• [INSTRUCTIONS TO FOLLOW]: Locate each line in the items below that contains the string "ceiling", and copy those lines out in full.
--- start INPUT FOR THIS TASK ---
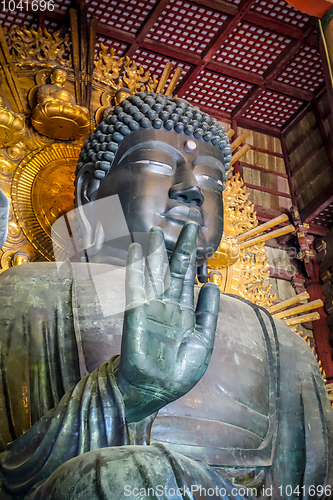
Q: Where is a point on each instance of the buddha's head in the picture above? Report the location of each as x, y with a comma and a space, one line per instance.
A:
121, 95
166, 161
58, 76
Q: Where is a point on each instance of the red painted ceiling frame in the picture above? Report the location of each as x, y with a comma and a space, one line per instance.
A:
316, 8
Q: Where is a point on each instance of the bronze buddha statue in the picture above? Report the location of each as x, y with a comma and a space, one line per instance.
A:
56, 114
247, 411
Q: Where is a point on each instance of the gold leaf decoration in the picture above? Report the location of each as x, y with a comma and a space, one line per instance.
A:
241, 271
31, 46
239, 215
122, 72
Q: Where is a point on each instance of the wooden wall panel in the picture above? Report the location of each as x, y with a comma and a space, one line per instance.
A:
313, 142
314, 189
262, 140
314, 167
304, 128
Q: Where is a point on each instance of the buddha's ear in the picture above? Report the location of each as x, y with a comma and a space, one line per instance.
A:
87, 184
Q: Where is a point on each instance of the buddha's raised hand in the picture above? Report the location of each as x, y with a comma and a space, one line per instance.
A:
166, 344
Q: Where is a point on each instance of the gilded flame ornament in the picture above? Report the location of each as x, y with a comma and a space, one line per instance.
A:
12, 125
56, 114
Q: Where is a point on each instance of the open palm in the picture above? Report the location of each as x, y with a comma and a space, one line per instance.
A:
166, 344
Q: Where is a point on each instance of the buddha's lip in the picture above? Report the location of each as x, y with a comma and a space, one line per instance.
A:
184, 213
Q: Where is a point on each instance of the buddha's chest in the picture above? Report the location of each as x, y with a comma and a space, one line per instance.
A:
236, 385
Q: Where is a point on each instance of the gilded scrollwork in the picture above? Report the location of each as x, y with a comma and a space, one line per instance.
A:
122, 72
12, 125
241, 271
31, 46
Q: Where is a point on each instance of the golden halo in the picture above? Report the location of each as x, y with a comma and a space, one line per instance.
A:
43, 191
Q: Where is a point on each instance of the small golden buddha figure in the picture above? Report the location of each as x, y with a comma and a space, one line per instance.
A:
57, 115
12, 125
20, 258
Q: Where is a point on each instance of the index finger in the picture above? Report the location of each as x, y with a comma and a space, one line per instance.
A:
180, 260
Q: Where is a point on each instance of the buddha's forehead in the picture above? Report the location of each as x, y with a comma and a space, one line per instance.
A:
180, 146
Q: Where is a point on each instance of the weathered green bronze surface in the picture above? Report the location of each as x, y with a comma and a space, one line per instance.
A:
248, 409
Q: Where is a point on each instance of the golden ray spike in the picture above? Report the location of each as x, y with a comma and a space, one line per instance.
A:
240, 153
299, 309
237, 142
262, 227
174, 81
267, 236
164, 77
289, 302
10, 74
303, 319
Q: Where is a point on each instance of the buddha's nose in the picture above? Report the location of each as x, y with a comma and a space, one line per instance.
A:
186, 190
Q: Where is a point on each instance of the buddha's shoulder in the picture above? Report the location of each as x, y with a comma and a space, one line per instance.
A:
50, 273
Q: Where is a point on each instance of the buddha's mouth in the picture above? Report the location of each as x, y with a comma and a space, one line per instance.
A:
183, 213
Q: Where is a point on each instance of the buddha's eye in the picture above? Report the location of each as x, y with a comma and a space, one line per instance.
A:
154, 166
210, 182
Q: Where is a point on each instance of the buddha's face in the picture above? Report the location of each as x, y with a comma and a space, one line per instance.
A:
59, 77
165, 179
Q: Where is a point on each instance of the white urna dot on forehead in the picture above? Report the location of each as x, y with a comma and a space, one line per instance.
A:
190, 146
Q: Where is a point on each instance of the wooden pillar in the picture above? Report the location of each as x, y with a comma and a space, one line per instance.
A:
325, 28
321, 331
234, 137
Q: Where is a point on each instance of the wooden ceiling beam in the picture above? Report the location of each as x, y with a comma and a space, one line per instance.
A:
262, 128
147, 26
273, 72
223, 33
312, 179
170, 51
225, 116
273, 24
220, 5
234, 72
291, 91
115, 33
296, 118
308, 160
317, 205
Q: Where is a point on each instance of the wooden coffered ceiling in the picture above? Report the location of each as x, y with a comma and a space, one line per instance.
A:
252, 63
256, 61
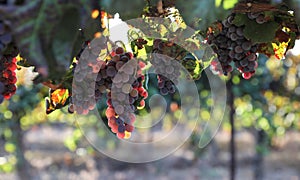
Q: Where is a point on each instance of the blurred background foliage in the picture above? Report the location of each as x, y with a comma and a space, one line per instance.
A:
269, 101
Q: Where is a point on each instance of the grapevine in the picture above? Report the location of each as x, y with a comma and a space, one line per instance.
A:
236, 45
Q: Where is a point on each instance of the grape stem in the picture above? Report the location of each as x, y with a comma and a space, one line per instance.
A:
51, 86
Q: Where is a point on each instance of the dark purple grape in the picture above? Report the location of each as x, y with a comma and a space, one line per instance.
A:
246, 46
260, 19
238, 49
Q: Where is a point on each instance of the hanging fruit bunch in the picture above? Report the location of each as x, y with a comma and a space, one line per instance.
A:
250, 29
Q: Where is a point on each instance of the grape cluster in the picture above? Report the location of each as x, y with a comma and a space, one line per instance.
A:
167, 70
8, 77
120, 77
231, 45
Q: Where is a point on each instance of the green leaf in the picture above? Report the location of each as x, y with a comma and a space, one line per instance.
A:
240, 19
260, 33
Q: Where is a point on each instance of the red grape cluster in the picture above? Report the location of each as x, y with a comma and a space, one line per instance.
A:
231, 45
119, 77
122, 78
8, 77
167, 70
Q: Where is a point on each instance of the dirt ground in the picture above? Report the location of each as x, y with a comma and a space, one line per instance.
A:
52, 160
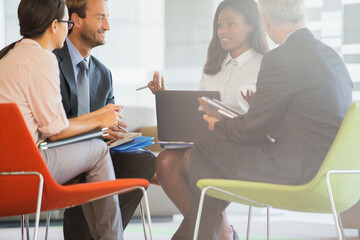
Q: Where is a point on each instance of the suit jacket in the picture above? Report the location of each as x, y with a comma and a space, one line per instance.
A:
303, 93
100, 83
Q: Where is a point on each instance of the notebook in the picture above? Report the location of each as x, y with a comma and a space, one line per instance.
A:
179, 121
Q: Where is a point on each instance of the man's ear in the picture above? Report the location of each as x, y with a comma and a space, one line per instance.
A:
77, 20
53, 26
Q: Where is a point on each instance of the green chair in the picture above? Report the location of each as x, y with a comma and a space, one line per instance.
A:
334, 189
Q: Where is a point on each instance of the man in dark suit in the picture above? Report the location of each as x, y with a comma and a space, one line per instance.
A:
303, 93
90, 25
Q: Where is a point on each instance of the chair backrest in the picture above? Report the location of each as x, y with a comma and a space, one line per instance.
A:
344, 154
18, 152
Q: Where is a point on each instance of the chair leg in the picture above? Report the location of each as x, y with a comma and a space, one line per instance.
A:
268, 223
332, 203
147, 210
249, 221
341, 227
27, 227
198, 217
22, 227
47, 224
143, 219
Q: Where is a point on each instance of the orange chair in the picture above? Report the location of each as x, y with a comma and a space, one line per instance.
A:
26, 185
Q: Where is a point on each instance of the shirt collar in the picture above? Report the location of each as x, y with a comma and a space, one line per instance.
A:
75, 55
287, 37
242, 59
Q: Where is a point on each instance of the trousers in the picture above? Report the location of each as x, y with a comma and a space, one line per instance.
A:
130, 164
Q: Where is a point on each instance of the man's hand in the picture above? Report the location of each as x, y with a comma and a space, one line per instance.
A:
211, 121
248, 96
155, 85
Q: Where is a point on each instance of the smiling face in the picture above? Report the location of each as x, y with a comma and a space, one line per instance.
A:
233, 32
95, 24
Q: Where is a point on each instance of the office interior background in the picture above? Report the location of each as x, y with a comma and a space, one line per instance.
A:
172, 36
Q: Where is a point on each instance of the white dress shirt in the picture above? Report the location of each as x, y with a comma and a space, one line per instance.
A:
235, 75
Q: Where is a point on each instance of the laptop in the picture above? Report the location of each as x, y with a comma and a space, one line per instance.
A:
179, 122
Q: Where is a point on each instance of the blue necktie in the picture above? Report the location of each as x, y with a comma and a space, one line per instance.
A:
83, 88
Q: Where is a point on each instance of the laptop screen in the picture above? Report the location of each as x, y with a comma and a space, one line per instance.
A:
178, 117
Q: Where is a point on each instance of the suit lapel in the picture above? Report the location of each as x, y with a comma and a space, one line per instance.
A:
67, 71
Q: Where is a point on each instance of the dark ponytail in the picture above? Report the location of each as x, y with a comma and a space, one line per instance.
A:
6, 49
35, 16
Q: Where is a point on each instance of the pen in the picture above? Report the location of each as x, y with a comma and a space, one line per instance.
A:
141, 88
123, 129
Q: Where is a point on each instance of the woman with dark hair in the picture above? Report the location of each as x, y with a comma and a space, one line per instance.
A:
233, 62
234, 54
29, 77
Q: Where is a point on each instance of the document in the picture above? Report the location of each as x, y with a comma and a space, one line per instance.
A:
217, 109
82, 137
128, 137
137, 143
175, 145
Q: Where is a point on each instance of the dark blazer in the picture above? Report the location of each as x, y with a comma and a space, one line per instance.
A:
100, 83
303, 93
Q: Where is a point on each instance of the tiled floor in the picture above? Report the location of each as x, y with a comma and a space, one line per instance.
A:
284, 226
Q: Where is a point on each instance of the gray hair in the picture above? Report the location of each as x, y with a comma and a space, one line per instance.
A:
283, 11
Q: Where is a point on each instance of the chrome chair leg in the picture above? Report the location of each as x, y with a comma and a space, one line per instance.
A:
22, 227
249, 221
27, 227
147, 210
341, 227
268, 223
142, 214
47, 224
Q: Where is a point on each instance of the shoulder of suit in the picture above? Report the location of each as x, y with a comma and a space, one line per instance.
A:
99, 64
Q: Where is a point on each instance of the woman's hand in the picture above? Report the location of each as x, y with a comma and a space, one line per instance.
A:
211, 121
248, 96
155, 85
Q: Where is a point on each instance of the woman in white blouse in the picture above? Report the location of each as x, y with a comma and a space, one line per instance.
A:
232, 66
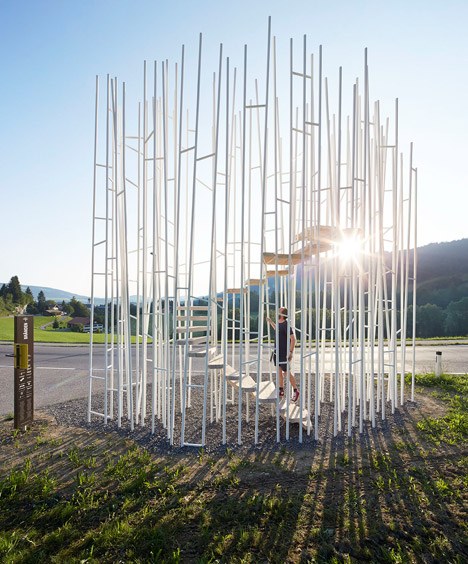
--- end INPUT FOR THIS TASK ---
• [SOLUTION TO THE PROBLEM]:
Q: Where is a point on each instance of the red painted ceiling frame in the picture above? Report the location of each as x, y with a comma and a space, one line per instance.
Q: Where is a point on each instance of the wooden ceiling beam in the picture above? Report the location of each as x, y with a comma and a space, one line per instance.
Q: Where is a point on each instance of the wooden coffered ceiling in the picture above? Report the location of each as x, y with a comma and a space, one line per instance.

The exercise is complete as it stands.